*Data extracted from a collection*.

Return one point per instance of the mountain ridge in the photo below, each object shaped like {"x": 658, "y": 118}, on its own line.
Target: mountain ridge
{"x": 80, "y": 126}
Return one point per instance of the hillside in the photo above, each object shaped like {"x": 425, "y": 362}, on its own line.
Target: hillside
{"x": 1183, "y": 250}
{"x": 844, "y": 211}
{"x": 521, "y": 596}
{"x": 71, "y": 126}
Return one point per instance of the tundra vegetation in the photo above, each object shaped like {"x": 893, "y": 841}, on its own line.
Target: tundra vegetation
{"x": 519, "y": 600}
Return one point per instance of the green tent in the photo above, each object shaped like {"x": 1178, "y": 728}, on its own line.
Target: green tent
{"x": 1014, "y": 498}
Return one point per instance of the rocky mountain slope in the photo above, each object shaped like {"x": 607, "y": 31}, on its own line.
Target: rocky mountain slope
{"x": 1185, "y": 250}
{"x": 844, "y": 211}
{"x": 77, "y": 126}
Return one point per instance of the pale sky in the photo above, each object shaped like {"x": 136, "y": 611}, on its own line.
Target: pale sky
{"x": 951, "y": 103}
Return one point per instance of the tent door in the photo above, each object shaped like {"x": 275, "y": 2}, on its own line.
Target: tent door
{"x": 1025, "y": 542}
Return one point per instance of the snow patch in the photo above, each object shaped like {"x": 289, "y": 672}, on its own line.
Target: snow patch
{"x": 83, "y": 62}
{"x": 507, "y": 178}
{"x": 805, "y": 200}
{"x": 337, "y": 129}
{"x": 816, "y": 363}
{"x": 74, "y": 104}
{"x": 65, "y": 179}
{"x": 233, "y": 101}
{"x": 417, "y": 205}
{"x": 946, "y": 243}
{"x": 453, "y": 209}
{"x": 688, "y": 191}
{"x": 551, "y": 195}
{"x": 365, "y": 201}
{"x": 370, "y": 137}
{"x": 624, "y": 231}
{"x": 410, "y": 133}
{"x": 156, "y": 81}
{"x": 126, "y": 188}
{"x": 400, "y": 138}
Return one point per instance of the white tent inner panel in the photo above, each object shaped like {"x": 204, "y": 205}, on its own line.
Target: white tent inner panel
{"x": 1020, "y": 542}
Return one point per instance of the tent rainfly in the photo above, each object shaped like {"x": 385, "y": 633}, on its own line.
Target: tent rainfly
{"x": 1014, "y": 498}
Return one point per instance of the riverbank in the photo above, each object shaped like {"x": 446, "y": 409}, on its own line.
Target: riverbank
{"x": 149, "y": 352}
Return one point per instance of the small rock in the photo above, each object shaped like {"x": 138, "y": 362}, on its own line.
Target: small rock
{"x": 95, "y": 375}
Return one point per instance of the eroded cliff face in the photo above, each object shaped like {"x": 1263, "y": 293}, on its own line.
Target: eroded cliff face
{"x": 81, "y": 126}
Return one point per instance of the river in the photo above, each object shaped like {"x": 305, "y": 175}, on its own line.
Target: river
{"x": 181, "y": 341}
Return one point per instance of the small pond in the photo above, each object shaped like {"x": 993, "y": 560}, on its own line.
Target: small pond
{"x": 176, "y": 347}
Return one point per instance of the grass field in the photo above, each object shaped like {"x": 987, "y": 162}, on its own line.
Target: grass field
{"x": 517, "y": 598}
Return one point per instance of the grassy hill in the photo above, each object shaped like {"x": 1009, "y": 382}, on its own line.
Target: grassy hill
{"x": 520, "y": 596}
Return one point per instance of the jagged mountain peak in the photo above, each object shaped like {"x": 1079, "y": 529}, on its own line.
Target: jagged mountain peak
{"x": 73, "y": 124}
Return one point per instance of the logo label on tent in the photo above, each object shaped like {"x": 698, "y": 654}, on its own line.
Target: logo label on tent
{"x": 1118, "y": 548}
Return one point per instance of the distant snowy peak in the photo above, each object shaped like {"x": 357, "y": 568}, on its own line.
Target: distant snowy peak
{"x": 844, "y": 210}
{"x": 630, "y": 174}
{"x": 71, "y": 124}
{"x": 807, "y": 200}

*Task brief*.
Recopy the entries above exactly, with every line included.

*Reply to the exercise*.
Return one point per instance of the mountain ridge in the photo below, each object shaped like {"x": 658, "y": 118}, on its own line.
Target: mountain ridge
{"x": 80, "y": 126}
Return one point per instance of the hillside in the photo above, each object shaped like {"x": 425, "y": 362}, on its own line.
Target: hillside
{"x": 1183, "y": 250}
{"x": 844, "y": 211}
{"x": 521, "y": 596}
{"x": 71, "y": 126}
Return one point per instance of the tundra vegetation in the photo above, each object shaped like {"x": 893, "y": 841}, on its own line.
Target: tundra vegetation
{"x": 519, "y": 600}
Return one point per instance of the green tent in the photo above, each object shaped like {"x": 1178, "y": 728}, on its own line.
Target: green tent
{"x": 1014, "y": 498}
Return one point per instance of the rocky mountain slope in the photo above, each object shaped like {"x": 607, "y": 31}, on its own line.
Target: rocky mountain slope
{"x": 1185, "y": 250}
{"x": 844, "y": 211}
{"x": 77, "y": 126}
Return one point per instance of the pale sky in the photo above, each object shaped like {"x": 136, "y": 611}, on its own line.
Target: pale sky
{"x": 951, "y": 103}
Return one point per instance of the tent door in the photo above, each object shaped like {"x": 275, "y": 2}, on its own line.
Target: tent door
{"x": 1025, "y": 542}
Return one point per instance of the snow patch in the photo above, each object shaped like {"x": 289, "y": 672}, on its own line.
Target: snow patch
{"x": 83, "y": 62}
{"x": 507, "y": 178}
{"x": 805, "y": 200}
{"x": 337, "y": 129}
{"x": 816, "y": 363}
{"x": 74, "y": 104}
{"x": 65, "y": 179}
{"x": 233, "y": 101}
{"x": 417, "y": 205}
{"x": 946, "y": 243}
{"x": 453, "y": 209}
{"x": 688, "y": 191}
{"x": 551, "y": 195}
{"x": 365, "y": 201}
{"x": 370, "y": 137}
{"x": 624, "y": 231}
{"x": 410, "y": 133}
{"x": 156, "y": 81}
{"x": 126, "y": 188}
{"x": 400, "y": 138}
Return one point per instance of the white tent inner panel in the photo above, each object shaped like {"x": 204, "y": 205}, on its own line.
Target: white tent inner panel
{"x": 1020, "y": 542}
Return one point per instance of the tent rainfly in the photo above, each object shaped like {"x": 385, "y": 633}, on its own line.
Target: tent rainfly
{"x": 1014, "y": 498}
Return one point per instance of the riverbank in the photo above, each object shaped like {"x": 446, "y": 409}, on its own line.
Target: riverbank
{"x": 149, "y": 352}
Return one point per instance of the small rock in the photo above, each object shaped like {"x": 138, "y": 362}, on its own line.
Target: small rock
{"x": 95, "y": 375}
Return one point per instance of the eroded cliff face in the photo above, each object shaped like {"x": 1263, "y": 293}, on its own line.
Target: eroded cliff face
{"x": 81, "y": 126}
Return one point per instance of the river in the photo above, each object shaped like {"x": 305, "y": 175}, on its own line.
Target: river
{"x": 181, "y": 341}
Return one point per instance of the small pond in the photo above, each object shaped like {"x": 993, "y": 560}, on its own line.
Target: small pond
{"x": 176, "y": 347}
Return one point per instance of the grass field in the photo above, each object shaped like {"x": 987, "y": 162}, on its own line.
Target: grass field
{"x": 517, "y": 598}
Return one point per instance of the grassy hill in the photo above, each object shaped like {"x": 1009, "y": 382}, on its own line.
Target: grassy hill
{"x": 520, "y": 596}
Return one point per instance of the jagged mountain peak in the photo above, each object shaped like {"x": 1079, "y": 529}, on its own line.
Target: jagged mountain peak
{"x": 73, "y": 124}
Return one point per instance of the logo label on tent in the photo above, each object shaped like {"x": 698, "y": 654}, on its own line.
Target: logo label on tent
{"x": 1118, "y": 548}
Return one point per instance of the distant snowy peak in the photo above, each object shaped like {"x": 357, "y": 568}, on its own line.
Target: distant snowy peak
{"x": 844, "y": 210}
{"x": 630, "y": 174}
{"x": 71, "y": 124}
{"x": 807, "y": 200}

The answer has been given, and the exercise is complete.